* **ASSIGNMENT**
Before you finish, make sure every line below has been written out exactly.

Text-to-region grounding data
= = = = =

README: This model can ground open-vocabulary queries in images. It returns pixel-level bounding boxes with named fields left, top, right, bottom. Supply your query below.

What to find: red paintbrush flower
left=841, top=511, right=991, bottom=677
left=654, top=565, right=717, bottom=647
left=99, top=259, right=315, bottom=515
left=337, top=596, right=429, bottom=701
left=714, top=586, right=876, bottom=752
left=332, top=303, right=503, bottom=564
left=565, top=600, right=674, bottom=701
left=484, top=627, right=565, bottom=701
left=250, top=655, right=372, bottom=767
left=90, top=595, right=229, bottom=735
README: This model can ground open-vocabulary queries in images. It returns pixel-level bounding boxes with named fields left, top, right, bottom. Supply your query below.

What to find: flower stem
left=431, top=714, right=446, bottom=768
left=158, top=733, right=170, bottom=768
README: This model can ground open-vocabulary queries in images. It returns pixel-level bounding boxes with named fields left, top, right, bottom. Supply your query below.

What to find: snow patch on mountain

= = = = =

* **SOLUTION FOR THIS TASK**
README: This model can ground open-vocabulary queries in images. It returns pixel-level bounding boxes with named fields left, top, right, bottom. Supply your query below.

What to find: red paintbrush flower
left=841, top=511, right=991, bottom=677
left=654, top=565, right=717, bottom=647
left=99, top=259, right=315, bottom=515
left=337, top=596, right=429, bottom=701
left=714, top=586, right=876, bottom=752
left=332, top=303, right=503, bottom=564
left=565, top=600, right=674, bottom=701
left=484, top=627, right=565, bottom=701
left=250, top=655, right=372, bottom=767
left=90, top=595, right=229, bottom=735
README: This model can ground open-vocabulary queries in images. It returns pixel-level bounding boxes with named fields left, top, right, bottom. Supply your query below.

What to find: flower stem
left=431, top=714, right=446, bottom=768
left=158, top=733, right=170, bottom=768
README: This model can ground open-vocabulary queries in images. It returns pixel-level bounding boxes with named fields left, top, right, bottom. Supply your query below.

What to find: snow patch on mountain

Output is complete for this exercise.